The task: Recast everything in the records below, from the line containing "Task: localization by point. Input: the photo below" down to the last line, as a JSON list of strings with one string per line and no blank lines. Leave the picture out of the list.

Object pointing dataset rows
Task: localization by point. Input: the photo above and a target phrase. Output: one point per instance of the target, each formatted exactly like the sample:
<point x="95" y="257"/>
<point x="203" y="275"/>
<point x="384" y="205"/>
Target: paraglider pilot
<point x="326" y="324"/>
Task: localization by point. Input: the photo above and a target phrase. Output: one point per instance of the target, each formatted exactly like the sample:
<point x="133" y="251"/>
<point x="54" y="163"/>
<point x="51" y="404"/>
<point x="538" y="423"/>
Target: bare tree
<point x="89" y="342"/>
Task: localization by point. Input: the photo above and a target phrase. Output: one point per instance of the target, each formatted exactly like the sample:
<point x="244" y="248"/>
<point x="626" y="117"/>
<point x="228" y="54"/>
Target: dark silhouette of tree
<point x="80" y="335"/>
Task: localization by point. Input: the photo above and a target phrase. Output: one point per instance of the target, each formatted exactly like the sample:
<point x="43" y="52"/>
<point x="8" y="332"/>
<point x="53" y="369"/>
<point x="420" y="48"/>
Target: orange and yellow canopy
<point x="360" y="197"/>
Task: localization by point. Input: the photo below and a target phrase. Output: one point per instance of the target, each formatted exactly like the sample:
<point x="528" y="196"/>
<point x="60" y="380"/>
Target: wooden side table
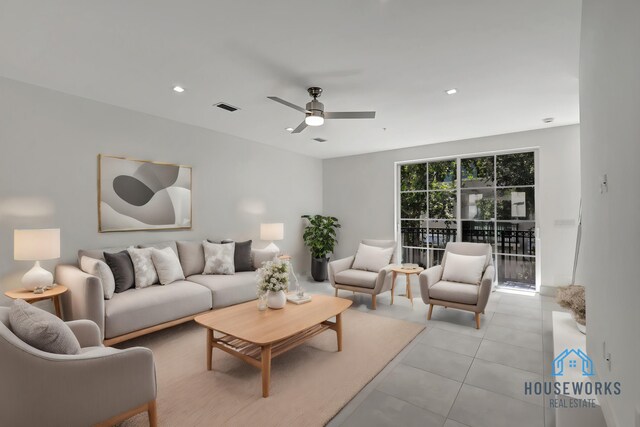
<point x="31" y="297"/>
<point x="407" y="272"/>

The response:
[
  "Task: localization by point. Input: the photo below and a target phrase. Output: one point per instance of the target, each formatted exactly like the sample:",
  "<point x=\"528\" y=\"196\"/>",
  "<point x=\"60\" y=\"380\"/>",
  "Target: wooden side table",
  "<point x=\"31\" y=\"297\"/>",
  "<point x=\"407\" y=\"272\"/>"
]